Jeremias en Nicolaas zouden tot hun dood (in 1784 en 1777)
in het huis blijven wonen. Jeremias heeft 54 jaar en Nicolaas 47 jaar
plezier gehad van hun ‘cieraad’. De molen met de
daaromheen gevleide woningen deden ze bij leven over aan hun zoons
Gijsbrecht (1768) en Johannis (1781), ieder de helft. Zij woonden met
hun gezinnen ook in de molenaarswoning. Gijsbrecht was getrouwd met
Magteld Dekker(s), Johannis met Jannetje van der Beek.
Chaos
onder de familie de Raad
Tot het vierde kwart van de 18e eeuw waren de
meeste knechts zonen van de molenaars. De enige uitzondering daarop in
de database van Delflandse Korenmolenaars- en knechten 1711 –
1805 vormt Hendrik de Raad. Hij legde op 23 april 1751 de molenaarseed
af als knecht op molen De Roos en leerde daar molenaarsdochter Maria
Kouwenhoven kennen. Zij trouwden mei 1754 beiden wonend in de molen.

* _Aangeleverde gegevens_:
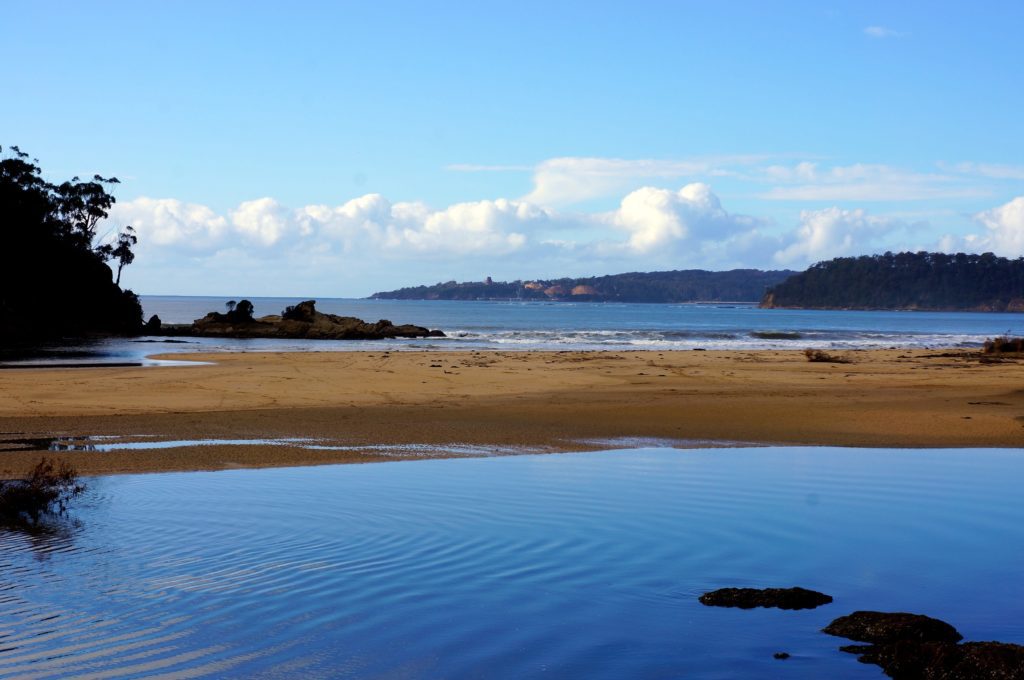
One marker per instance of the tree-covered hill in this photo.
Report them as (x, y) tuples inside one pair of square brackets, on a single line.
[(679, 286), (54, 281), (906, 281)]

* _Opdrachtvereisten_:
A. Neem het tekstblok opnieuw over, beginnend bij "Jeremias en Nicolaas" en eindigend bij "van der Beek.", en vervang daarin "Gijsbrecht" door "Gijsbert".
B. Op welke datum legde Hendrik de Raad volgens het tekstblok de molenaarseed af?

* _Antwoorden op volgorde_:
A.
Jeremias en Nicolaas zouden tot hun dood (in 1784 en 1777)
in het huis blijven wonen. Jeremias heeft 54 jaar en Nicolaas 47 jaar
plezier gehad van hun ‘cieraad’. De molen met de
daaromheen gevleide woningen deden ze bij leven over aan hun zoons
Gijsbert (1768) en Johannis (1781), ieder de helft. Zij woonden met
hun gezinnen ook in de molenaarswoning. Gijsbert was getrouwd met
Magteld Dekker(s), Johannis met Jannetje van der Beek.

B. Op 23 april 1751.